TASK INSTRUCTIONS: From the records below, select and copy out every line that contains the word "white".

STORED DATA:
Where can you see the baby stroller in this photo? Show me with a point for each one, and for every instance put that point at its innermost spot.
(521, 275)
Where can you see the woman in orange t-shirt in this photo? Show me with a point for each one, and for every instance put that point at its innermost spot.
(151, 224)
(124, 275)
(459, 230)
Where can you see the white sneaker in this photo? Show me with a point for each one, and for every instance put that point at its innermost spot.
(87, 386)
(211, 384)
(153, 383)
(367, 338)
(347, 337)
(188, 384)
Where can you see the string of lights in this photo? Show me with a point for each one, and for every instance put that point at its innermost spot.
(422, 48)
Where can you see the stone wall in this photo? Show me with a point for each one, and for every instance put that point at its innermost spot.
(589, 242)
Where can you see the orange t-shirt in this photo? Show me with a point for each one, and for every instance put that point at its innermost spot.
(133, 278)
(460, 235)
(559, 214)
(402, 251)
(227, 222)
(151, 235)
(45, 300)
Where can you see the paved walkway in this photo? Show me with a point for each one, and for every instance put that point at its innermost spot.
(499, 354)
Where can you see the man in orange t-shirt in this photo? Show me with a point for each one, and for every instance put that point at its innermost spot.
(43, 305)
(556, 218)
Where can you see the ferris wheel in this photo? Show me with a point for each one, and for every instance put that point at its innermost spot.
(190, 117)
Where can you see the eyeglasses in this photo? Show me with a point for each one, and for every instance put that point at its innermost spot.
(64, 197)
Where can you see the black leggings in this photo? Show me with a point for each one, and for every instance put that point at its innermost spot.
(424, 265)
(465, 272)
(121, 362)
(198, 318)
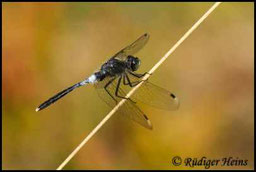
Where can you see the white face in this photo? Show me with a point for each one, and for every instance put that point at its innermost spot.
---
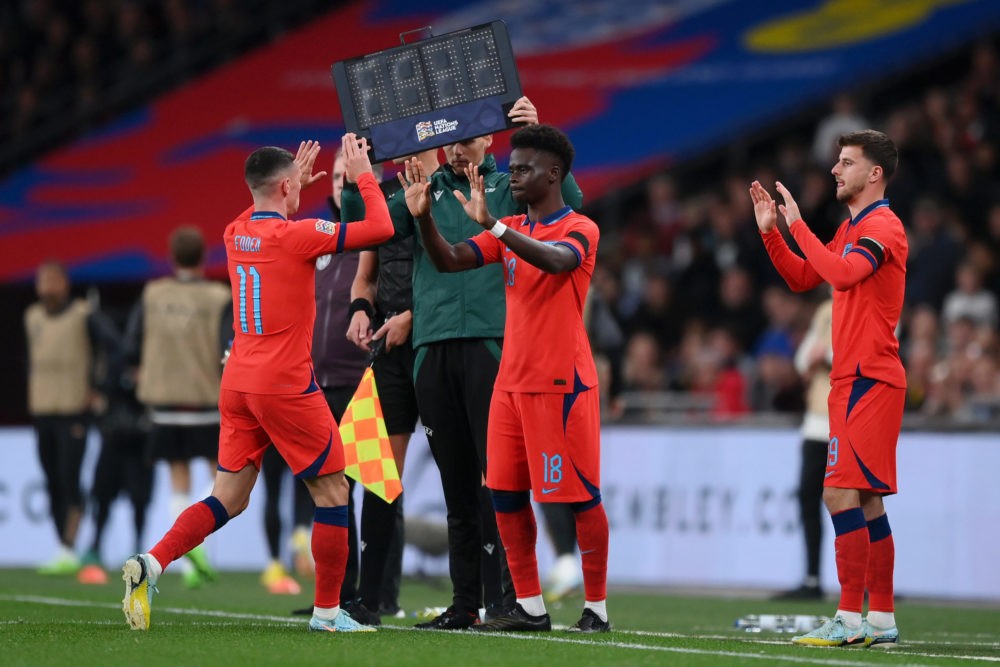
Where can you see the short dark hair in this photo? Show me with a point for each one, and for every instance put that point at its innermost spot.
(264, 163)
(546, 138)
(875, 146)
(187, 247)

TASK ANSWER:
Where can you see the white sneaker in this photo? Show me with a point for each one, and for every instance put that point at its innermost spot.
Where can you see the white face in this photo? Show me with a point for each one, and for every instance put that point at its innermost spot.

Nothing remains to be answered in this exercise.